→ **WHAT YOU ARE ASKED TO DO**
The data must be returned exactly. No line may be left out.

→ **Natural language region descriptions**
»»

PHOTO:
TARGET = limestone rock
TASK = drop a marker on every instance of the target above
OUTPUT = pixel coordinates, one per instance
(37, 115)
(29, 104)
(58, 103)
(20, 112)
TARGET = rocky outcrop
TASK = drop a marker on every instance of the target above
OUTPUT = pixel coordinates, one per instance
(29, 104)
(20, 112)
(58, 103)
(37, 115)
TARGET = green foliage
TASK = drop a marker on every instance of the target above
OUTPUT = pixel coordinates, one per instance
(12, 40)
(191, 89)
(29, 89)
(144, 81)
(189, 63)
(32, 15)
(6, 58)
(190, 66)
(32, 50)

««

→ **EXPECTED OUTPUT**
PHOTO:
TARGET = limestone rock
TASK = drop a marker on every instance of the target above
OUTPUT = pixel coordinates, one per instance
(37, 115)
(29, 104)
(58, 103)
(20, 112)
TARGET = rocky outcrop
TASK = drop a marker on every instance of the target above
OUTPUT = pixel coordinates, one per instance
(29, 104)
(20, 112)
(58, 103)
(37, 115)
TARGET = green foliage
TASK = drop a marker on every instance of the target above
OUTPUT = pixel coordinates, one per instance
(12, 40)
(191, 89)
(29, 89)
(144, 81)
(189, 63)
(32, 15)
(6, 58)
(190, 66)
(32, 50)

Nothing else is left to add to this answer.